* START Exercise materials *

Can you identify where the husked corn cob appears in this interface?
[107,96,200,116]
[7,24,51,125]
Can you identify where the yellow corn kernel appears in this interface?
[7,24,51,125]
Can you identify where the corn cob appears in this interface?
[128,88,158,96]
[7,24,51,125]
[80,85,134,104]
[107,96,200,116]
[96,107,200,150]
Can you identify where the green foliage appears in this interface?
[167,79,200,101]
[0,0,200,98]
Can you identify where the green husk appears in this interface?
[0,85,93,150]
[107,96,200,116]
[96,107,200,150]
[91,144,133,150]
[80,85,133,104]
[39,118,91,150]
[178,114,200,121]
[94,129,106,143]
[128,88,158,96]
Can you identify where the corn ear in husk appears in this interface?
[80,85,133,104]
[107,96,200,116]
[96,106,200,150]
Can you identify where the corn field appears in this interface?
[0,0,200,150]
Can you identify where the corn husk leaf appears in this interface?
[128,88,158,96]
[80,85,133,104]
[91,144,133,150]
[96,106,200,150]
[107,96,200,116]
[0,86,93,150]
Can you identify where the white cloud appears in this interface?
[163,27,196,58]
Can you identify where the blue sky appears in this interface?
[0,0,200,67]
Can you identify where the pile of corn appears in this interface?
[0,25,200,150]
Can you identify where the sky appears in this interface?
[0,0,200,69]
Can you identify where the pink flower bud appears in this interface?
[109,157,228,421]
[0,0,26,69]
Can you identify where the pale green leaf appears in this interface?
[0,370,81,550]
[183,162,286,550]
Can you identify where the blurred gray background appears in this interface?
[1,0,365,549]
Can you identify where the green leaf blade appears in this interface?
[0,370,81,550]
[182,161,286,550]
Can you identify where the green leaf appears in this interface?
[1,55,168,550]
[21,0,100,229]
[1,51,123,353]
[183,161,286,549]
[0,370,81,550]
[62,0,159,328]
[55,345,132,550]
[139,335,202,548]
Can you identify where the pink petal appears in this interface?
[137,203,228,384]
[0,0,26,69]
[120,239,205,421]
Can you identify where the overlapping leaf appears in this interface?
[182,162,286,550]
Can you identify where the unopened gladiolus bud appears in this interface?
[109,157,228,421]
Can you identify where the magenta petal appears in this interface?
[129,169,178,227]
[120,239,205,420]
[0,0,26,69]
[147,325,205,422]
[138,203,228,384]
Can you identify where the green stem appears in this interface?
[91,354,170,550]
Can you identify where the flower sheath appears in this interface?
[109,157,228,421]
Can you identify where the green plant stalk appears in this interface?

* END Exercise materials *

• What the task asks
Convert the records from their start through the line containing "[0,86,93,150]", both ends included, into a two-column CSV with the headers label_text and boxes. Give one row per item, with its text and the boxes after it, each in a single quoted field with line breaks replaced by spaces.

• Answer to this problem
label_text,boxes
"Can you identify where the husked corn cob appears in this interface?","[107,96,200,116] [7,24,51,125]"
"Can you identify where the yellow corn kernel appears in this interface?","[7,24,51,125]"
"Can you identify where the corn cob appears in this interface?","[128,88,158,96] [7,24,51,125] [80,85,134,104] [107,96,200,116] [96,107,200,150]"
"Can you identify where the green foliage appears in this interface?","[167,79,200,101] [0,0,200,98]"
"Can you identify where the green husk appears in this interface?","[0,85,93,150] [107,96,200,116] [96,107,200,150] [91,144,133,150] [80,85,133,104] [39,118,91,150] [178,114,200,121] [94,129,106,143] [128,88,158,96]"
"Can you identify where the corn ear in husk appears in this interface?","[80,85,133,104] [107,96,200,116] [96,106,200,150]"
"Can you identify where the corn field appears in this interface?","[0,0,200,150]"
"Can you identify where the corn husk leaf appears in this interface?","[128,88,158,96] [80,85,133,104] [91,144,133,150] [96,106,200,150] [107,96,200,116] [0,86,93,150]"